JOB:
Filter the records below and copy each line that contains the word "necktie".
--- begin ---
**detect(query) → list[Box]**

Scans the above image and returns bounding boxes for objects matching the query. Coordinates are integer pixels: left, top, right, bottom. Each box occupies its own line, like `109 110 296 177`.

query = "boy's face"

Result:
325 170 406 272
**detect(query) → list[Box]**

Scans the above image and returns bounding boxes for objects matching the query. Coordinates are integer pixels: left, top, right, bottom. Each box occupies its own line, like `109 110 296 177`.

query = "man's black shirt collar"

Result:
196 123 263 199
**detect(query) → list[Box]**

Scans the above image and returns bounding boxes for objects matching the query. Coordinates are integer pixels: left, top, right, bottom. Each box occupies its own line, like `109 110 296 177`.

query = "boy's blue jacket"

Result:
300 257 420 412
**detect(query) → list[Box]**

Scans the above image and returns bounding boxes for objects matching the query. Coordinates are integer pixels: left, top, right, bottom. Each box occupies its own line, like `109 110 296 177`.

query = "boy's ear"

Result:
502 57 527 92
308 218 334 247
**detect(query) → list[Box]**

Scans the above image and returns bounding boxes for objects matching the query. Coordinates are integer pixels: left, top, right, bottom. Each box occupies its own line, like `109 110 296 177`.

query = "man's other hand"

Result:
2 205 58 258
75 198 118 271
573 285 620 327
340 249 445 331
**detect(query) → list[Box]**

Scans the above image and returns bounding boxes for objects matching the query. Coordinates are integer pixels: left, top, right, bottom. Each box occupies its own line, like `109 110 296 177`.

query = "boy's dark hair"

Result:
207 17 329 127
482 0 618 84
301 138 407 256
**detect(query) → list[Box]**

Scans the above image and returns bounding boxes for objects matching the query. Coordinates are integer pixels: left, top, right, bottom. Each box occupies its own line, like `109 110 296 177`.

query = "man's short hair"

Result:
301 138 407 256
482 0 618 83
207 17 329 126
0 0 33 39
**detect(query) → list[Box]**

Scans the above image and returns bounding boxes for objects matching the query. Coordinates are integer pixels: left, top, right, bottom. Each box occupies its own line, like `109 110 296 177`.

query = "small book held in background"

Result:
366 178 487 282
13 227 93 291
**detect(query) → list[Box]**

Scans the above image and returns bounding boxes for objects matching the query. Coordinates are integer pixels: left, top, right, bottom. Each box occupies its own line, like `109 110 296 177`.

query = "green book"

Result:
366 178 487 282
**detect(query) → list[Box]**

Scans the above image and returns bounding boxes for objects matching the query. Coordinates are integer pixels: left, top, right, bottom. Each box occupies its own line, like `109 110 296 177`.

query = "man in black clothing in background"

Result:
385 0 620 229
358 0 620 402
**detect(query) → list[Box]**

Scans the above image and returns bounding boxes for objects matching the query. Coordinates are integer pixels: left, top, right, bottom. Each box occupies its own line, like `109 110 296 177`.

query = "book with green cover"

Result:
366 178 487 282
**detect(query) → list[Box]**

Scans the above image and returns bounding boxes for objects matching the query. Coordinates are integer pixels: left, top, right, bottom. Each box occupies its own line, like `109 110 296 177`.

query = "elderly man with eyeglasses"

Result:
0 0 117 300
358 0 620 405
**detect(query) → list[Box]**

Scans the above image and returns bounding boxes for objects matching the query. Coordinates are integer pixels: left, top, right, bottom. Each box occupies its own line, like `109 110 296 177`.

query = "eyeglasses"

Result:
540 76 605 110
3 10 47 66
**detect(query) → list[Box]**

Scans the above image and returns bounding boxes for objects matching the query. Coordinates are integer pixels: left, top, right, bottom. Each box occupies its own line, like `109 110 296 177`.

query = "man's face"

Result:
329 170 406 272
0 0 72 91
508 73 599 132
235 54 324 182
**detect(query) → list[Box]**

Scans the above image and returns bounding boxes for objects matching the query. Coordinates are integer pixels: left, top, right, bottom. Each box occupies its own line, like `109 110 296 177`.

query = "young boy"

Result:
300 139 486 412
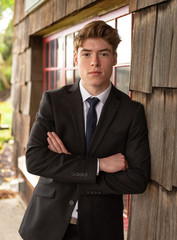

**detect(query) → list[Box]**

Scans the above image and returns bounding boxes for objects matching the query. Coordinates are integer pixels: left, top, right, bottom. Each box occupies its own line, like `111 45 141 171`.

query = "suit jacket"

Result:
20 84 150 240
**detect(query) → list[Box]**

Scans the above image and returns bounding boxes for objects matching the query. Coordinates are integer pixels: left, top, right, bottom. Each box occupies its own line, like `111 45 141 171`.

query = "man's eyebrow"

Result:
81 48 111 52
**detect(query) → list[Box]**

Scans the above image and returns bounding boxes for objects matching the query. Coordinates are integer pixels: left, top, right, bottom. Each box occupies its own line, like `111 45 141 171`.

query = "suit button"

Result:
69 200 74 206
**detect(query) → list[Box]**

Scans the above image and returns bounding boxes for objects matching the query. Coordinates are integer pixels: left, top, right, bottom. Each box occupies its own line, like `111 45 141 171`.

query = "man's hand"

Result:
47 132 71 154
99 153 128 173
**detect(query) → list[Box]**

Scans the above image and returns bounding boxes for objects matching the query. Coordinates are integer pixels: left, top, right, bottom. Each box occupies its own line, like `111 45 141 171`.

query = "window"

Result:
43 7 132 95
43 7 132 229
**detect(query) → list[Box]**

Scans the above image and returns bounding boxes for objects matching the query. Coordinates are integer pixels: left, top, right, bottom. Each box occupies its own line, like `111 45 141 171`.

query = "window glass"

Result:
46 42 50 67
45 72 49 91
74 69 80 82
66 34 74 68
106 19 115 28
57 38 63 68
51 40 56 67
117 14 131 64
50 71 55 89
66 70 73 84
116 67 130 95
57 71 61 89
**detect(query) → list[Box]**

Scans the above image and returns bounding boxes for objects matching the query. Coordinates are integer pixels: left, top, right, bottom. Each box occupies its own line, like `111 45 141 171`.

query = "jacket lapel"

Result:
88 86 120 156
68 83 85 154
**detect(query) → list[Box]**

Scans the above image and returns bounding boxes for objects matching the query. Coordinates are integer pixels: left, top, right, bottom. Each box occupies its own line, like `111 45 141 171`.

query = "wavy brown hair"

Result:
74 21 121 52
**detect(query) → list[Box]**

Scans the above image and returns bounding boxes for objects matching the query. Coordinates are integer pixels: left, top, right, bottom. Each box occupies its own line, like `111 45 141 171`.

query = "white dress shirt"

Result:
72 80 111 218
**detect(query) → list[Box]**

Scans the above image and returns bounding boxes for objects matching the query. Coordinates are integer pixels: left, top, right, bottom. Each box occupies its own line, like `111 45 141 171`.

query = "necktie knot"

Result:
87 97 100 107
86 97 100 149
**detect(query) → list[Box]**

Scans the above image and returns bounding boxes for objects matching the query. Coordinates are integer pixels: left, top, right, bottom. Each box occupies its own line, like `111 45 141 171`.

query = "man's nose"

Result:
91 54 101 67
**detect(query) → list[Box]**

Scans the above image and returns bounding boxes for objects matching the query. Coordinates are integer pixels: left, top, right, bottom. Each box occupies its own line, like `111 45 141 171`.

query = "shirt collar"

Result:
79 81 111 104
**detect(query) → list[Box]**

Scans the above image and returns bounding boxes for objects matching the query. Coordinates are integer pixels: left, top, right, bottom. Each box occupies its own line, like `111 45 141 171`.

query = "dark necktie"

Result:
86 97 100 149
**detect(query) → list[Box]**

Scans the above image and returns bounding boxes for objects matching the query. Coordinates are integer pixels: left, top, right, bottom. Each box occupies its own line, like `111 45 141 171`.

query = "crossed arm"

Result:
47 132 128 173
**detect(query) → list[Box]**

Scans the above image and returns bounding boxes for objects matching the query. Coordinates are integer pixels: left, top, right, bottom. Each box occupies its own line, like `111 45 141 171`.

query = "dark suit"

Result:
20 81 150 240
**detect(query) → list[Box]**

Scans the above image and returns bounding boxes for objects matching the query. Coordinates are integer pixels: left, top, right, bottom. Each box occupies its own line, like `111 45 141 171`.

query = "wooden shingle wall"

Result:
128 0 177 240
127 183 177 240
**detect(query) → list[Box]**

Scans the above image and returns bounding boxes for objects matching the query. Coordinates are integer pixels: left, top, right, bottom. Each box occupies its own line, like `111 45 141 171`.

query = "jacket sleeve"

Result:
78 105 150 194
26 92 97 183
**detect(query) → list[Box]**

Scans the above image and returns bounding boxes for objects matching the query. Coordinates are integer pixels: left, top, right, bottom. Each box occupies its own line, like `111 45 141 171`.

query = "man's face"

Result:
74 38 117 92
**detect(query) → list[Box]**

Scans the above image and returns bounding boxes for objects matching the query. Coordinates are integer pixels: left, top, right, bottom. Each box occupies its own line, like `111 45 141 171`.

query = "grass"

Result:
0 100 13 147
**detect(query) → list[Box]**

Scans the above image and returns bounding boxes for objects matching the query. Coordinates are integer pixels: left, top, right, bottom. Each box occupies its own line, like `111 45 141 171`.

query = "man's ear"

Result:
113 52 117 66
74 52 78 66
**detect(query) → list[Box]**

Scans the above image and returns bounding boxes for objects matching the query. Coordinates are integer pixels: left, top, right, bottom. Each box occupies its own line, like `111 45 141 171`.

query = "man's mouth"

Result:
89 71 101 76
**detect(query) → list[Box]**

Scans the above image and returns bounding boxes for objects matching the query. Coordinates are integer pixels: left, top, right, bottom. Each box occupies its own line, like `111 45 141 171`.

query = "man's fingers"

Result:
47 137 58 152
47 132 70 154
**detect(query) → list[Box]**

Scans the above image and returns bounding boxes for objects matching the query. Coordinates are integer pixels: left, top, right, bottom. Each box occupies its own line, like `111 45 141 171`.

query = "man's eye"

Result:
82 53 90 57
100 52 108 57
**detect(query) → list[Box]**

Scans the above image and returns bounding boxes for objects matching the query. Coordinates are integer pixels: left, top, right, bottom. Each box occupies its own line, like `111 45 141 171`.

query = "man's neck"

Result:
81 79 110 96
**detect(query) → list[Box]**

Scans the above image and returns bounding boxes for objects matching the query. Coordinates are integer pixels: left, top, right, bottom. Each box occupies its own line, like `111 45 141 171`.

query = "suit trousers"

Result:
63 224 79 240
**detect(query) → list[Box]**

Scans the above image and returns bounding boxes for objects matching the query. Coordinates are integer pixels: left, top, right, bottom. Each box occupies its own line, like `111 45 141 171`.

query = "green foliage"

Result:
0 78 4 91
0 17 13 91
0 20 13 61
0 101 13 145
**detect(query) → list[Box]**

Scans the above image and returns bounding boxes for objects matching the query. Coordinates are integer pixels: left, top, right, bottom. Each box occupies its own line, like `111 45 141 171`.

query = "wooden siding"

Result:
130 0 177 93
130 0 169 12
128 182 177 240
132 88 177 191
130 6 157 93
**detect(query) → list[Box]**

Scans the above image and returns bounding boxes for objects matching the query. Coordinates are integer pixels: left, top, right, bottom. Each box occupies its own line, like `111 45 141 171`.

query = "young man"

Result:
20 21 150 240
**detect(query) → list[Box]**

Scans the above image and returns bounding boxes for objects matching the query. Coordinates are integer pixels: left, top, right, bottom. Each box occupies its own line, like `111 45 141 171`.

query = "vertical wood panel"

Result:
152 2 173 87
129 0 138 12
130 7 156 93
156 187 177 240
127 183 160 240
132 88 177 191
169 0 177 87
137 0 169 9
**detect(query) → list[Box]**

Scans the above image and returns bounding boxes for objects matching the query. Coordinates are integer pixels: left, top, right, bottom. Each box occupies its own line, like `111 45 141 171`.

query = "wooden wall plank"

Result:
169 0 177 87
152 2 176 87
127 183 160 240
137 0 169 9
132 88 177 191
30 36 43 82
156 187 177 240
130 6 156 93
20 82 31 115
127 182 177 240
129 0 138 12
130 0 169 12
13 0 24 25
161 89 177 190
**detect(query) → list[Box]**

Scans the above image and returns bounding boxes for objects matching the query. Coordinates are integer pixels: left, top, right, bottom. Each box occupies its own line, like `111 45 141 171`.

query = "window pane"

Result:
57 38 63 68
46 43 49 67
116 67 130 95
50 71 55 89
45 72 49 91
106 19 115 28
66 34 74 68
57 71 61 89
66 70 73 84
117 14 131 64
75 70 80 82
51 40 56 67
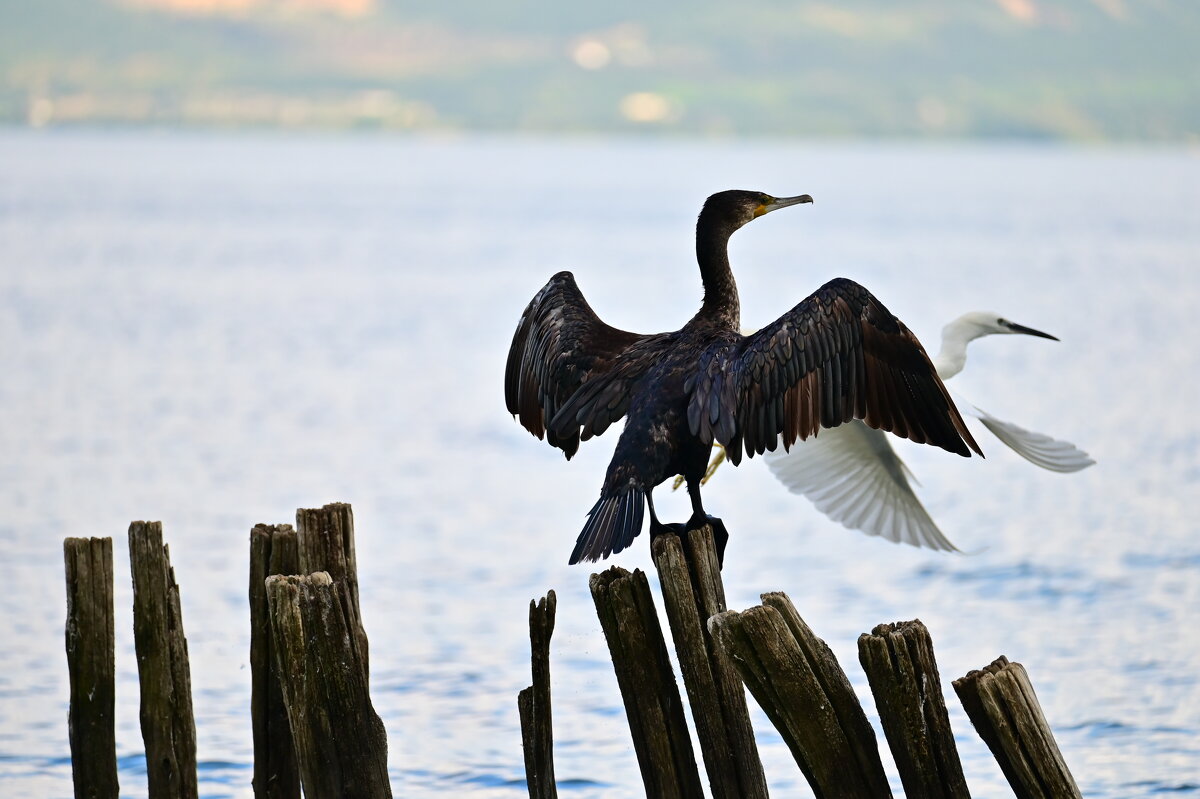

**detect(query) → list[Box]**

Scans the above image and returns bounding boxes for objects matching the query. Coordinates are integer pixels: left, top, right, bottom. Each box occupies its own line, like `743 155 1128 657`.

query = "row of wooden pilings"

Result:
64 503 391 799
64 503 1080 799
517 528 1080 799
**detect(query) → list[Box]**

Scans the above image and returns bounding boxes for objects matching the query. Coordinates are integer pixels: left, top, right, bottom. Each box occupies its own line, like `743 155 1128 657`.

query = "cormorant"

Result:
504 190 983 564
753 311 1096 551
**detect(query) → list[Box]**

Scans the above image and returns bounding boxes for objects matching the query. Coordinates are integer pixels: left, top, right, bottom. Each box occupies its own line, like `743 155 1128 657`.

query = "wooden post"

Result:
130 522 198 799
589 566 704 799
858 619 971 799
650 527 767 799
296 503 370 669
954 655 1080 799
250 524 300 799
708 593 892 799
266 571 391 799
517 590 558 799
62 539 120 799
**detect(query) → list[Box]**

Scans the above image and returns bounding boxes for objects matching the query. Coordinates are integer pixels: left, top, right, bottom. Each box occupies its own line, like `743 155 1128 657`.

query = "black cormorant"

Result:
504 191 983 564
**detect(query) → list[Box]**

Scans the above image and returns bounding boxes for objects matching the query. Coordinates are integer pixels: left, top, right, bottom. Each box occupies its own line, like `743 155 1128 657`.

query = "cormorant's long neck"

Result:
696 214 742 330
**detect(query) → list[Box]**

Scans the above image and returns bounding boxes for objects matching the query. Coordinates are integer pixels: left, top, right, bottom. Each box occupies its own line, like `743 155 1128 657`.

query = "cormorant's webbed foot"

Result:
678 513 730 569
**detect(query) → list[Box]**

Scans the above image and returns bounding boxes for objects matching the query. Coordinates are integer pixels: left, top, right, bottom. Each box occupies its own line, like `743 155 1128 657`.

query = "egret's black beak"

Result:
1000 320 1058 341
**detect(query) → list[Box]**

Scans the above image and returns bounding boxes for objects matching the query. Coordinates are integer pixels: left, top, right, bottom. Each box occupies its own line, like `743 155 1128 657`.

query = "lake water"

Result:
0 132 1200 799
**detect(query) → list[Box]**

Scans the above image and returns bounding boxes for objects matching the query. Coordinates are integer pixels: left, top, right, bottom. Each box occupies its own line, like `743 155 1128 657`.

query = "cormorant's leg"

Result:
684 477 730 566
646 488 672 539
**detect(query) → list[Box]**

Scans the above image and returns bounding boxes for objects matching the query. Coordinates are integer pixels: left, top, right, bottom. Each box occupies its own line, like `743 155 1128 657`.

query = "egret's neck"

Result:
934 320 983 380
696 216 742 330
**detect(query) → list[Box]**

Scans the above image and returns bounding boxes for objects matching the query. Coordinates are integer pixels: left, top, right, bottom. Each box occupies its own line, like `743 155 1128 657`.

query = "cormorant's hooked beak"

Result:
1000 319 1058 341
758 194 812 216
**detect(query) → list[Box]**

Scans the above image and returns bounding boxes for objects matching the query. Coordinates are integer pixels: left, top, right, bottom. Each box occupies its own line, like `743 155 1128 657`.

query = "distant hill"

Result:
0 0 1200 142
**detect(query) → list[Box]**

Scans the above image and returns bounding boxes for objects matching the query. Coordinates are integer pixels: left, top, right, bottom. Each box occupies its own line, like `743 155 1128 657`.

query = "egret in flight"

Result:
706 311 1094 549
504 191 982 564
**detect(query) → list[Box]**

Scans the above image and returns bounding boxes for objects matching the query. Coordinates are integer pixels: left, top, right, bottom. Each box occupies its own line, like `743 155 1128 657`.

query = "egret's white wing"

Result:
955 397 1096 471
766 420 958 551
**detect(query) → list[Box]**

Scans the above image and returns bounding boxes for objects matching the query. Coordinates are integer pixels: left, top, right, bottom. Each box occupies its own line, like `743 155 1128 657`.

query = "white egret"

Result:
709 311 1094 551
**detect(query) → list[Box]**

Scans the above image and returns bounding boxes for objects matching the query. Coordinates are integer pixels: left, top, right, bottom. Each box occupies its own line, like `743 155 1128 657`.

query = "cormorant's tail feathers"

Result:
570 486 646 564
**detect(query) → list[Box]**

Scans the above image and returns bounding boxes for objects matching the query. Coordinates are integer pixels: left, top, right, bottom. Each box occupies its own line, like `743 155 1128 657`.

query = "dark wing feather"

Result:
504 272 661 458
689 278 983 463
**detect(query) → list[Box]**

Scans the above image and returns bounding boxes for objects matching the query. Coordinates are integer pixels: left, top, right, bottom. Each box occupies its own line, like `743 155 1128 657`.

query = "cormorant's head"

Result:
700 188 812 233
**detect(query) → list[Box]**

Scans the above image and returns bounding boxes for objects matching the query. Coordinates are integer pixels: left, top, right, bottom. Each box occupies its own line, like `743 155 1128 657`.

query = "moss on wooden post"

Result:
650 527 767 799
858 619 971 799
266 571 391 799
954 655 1080 799
589 566 704 799
517 590 558 799
250 524 300 799
708 593 892 799
130 522 198 799
62 539 120 799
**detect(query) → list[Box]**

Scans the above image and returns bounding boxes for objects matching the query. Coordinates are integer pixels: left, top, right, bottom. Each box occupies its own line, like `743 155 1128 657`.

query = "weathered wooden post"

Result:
266 571 391 799
858 619 971 799
708 593 892 799
650 527 767 799
250 524 300 799
62 539 120 799
296 503 370 671
954 655 1080 799
130 522 197 799
589 566 704 799
517 590 558 799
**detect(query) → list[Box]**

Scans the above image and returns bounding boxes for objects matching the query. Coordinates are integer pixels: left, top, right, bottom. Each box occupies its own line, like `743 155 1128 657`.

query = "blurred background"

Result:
0 0 1200 799
0 0 1200 142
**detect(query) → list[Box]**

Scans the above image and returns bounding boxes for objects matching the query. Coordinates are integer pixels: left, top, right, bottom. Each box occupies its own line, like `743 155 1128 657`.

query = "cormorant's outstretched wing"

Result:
766 420 958 552
504 272 662 458
688 278 983 463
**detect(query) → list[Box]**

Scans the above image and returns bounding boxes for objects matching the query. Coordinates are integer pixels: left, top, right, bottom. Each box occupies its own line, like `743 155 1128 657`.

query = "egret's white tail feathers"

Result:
766 421 959 552
974 404 1096 471
570 485 646 564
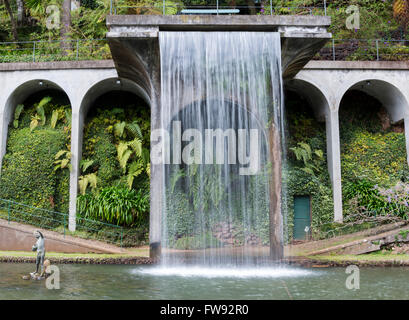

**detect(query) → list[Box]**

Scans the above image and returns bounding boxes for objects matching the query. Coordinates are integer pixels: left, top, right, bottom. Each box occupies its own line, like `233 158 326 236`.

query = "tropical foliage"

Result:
0 94 71 218
78 100 150 227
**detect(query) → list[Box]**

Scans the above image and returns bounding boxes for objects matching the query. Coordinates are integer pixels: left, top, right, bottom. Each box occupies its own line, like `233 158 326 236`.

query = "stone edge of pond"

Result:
283 257 409 268
0 256 158 265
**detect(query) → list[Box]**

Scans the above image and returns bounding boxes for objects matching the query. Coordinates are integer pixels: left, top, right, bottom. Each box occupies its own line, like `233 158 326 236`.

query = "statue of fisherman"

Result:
30 230 45 277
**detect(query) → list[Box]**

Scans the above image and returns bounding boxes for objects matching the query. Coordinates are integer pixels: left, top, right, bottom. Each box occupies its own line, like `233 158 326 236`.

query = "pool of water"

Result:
0 263 409 300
--- end ---
RESULT:
query = "necktie knot"
query = "dark necktie"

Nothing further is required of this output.